Aim of the task:
Except for the pictures, output the records in full and exactly.

Records supplied:

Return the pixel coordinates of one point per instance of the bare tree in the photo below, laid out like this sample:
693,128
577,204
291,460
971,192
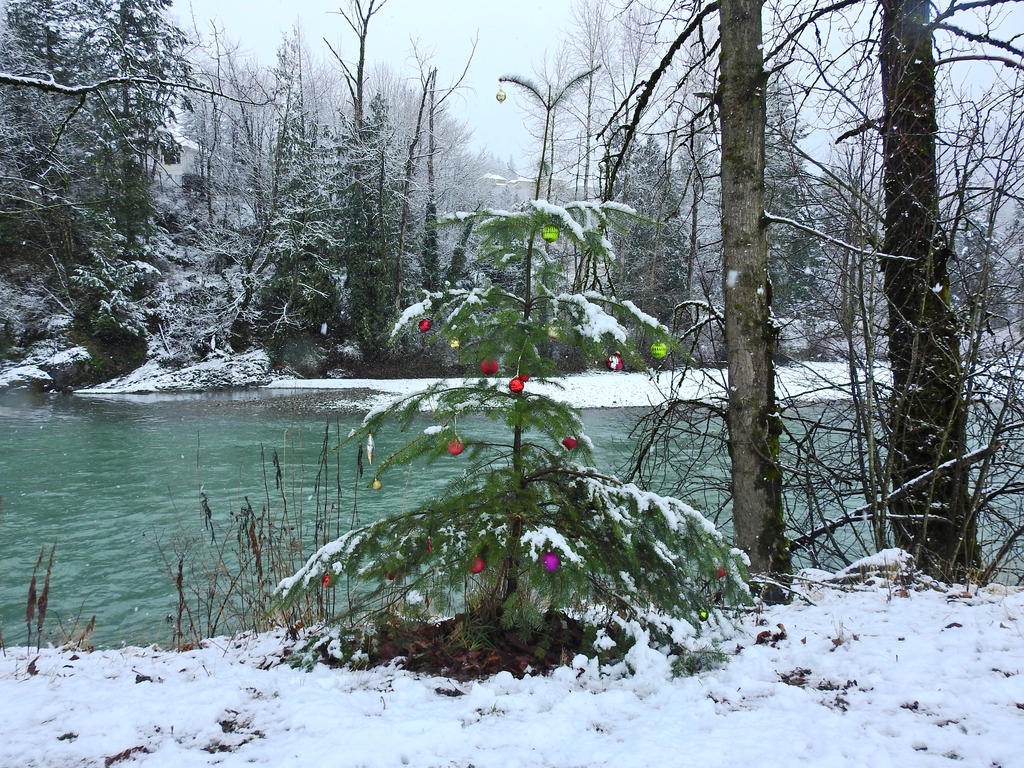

Solution to this task:
Return the pixel coordinates of one point per instance of the bare tree in the photo below, laid out like this sample:
693,128
577,204
291,460
971,192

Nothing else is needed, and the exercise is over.